→ **Task to complete**
Please pull out every line in the listing below that contains the string "black", and copy each one. Case counts.

[Begin]

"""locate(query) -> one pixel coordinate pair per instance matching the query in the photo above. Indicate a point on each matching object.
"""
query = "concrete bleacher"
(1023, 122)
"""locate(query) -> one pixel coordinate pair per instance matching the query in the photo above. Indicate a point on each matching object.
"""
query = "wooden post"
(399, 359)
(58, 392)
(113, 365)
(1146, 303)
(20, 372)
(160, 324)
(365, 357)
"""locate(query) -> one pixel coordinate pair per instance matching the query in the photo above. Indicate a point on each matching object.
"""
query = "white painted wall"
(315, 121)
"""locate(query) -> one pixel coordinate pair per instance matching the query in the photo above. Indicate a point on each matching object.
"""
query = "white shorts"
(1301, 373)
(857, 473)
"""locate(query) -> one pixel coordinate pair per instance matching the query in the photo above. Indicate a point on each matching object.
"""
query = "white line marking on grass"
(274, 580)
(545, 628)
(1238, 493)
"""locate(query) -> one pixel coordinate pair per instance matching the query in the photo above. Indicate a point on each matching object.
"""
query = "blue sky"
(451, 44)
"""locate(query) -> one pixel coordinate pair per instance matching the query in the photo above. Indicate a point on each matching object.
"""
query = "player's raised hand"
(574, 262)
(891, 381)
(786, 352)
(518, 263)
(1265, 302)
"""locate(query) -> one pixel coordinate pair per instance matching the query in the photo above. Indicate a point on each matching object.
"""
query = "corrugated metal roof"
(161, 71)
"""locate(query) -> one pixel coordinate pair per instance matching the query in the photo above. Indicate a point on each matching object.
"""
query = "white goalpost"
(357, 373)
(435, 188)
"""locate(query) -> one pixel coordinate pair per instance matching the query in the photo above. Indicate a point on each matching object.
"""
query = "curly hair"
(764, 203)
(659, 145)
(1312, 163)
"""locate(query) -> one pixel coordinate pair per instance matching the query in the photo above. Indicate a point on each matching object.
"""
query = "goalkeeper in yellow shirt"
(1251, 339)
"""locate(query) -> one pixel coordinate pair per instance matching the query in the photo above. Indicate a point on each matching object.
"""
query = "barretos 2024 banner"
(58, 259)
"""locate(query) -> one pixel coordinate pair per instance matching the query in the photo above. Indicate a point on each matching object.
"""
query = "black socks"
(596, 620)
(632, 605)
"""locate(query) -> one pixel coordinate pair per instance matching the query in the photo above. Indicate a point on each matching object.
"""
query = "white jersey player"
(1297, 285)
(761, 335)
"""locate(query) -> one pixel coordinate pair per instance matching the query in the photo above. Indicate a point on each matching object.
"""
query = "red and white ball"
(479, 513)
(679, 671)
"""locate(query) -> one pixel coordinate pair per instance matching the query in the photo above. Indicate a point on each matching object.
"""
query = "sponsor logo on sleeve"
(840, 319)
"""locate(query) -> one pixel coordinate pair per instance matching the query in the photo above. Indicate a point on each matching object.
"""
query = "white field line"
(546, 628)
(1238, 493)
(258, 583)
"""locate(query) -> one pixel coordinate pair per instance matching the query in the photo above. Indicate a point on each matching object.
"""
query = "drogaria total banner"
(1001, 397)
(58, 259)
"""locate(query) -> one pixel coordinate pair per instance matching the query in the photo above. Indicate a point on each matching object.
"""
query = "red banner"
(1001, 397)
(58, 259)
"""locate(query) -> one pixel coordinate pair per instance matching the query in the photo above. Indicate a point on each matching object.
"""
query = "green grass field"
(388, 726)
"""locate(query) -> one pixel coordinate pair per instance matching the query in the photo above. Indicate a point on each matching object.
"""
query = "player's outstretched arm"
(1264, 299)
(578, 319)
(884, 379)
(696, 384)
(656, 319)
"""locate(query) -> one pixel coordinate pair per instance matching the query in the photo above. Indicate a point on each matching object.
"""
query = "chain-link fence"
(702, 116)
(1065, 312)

[End]
[Begin]

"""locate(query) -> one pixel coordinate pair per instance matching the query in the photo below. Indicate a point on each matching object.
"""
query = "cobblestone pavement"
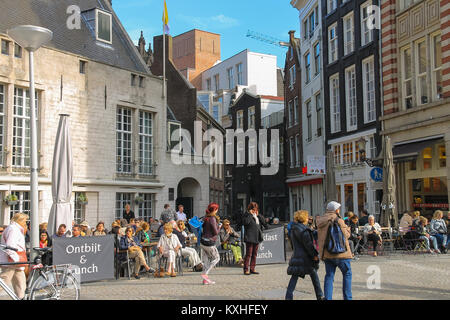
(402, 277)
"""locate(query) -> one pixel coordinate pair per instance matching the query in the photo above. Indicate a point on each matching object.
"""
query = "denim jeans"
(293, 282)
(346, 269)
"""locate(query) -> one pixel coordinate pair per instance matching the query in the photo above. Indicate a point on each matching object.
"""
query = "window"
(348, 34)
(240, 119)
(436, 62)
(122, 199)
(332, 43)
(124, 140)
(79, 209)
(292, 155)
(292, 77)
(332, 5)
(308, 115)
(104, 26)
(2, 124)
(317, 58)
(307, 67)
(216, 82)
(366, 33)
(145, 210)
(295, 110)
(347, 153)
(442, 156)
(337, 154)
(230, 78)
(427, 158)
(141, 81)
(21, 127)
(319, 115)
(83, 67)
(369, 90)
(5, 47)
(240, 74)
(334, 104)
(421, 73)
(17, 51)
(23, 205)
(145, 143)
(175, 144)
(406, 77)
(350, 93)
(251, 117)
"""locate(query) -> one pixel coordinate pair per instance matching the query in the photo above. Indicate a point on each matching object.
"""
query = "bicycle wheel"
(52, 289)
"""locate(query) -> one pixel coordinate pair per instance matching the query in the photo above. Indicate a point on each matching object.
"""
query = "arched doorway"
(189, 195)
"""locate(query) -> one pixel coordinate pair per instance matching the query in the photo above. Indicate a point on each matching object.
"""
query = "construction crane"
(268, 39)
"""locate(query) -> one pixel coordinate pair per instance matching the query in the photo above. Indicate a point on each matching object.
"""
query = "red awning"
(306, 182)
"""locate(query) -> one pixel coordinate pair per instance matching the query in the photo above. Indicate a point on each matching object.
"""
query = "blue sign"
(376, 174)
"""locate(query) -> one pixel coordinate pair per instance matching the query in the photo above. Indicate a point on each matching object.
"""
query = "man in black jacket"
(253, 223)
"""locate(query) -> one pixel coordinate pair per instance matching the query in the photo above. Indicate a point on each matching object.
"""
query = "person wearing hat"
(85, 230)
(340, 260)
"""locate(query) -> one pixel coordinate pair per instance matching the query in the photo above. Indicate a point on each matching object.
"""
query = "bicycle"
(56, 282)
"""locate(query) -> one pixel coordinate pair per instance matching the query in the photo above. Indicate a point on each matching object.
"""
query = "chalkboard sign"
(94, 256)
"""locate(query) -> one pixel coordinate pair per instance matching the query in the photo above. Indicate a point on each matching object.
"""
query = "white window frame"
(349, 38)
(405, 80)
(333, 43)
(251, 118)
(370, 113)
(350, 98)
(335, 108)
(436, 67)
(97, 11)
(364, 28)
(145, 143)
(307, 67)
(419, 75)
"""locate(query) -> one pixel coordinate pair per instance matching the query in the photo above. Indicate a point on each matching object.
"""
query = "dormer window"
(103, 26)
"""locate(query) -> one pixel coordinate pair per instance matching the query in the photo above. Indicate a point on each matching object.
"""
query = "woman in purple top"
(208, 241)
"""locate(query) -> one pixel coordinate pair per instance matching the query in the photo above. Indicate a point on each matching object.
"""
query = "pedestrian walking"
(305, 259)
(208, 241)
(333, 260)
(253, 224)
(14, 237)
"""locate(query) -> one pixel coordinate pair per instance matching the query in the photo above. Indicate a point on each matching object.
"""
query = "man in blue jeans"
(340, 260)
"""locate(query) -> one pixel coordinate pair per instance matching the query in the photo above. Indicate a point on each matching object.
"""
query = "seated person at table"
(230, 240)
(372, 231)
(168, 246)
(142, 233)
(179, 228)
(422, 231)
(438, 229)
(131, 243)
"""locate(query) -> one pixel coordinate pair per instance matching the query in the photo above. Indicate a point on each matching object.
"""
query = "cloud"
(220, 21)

[End]

→ **Solution to this task**
query = "black socks"
query = "man in black jacket"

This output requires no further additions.